■ Data for this exercise
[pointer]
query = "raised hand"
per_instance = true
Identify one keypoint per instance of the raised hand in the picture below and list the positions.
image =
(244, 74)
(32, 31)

■ Brief
Scan the entries above for the word "raised" and collect each line holding it.

■ Solution for this problem
query = "raised hand"
Identify one keypoint per instance of the raised hand in the picture below and list the positions.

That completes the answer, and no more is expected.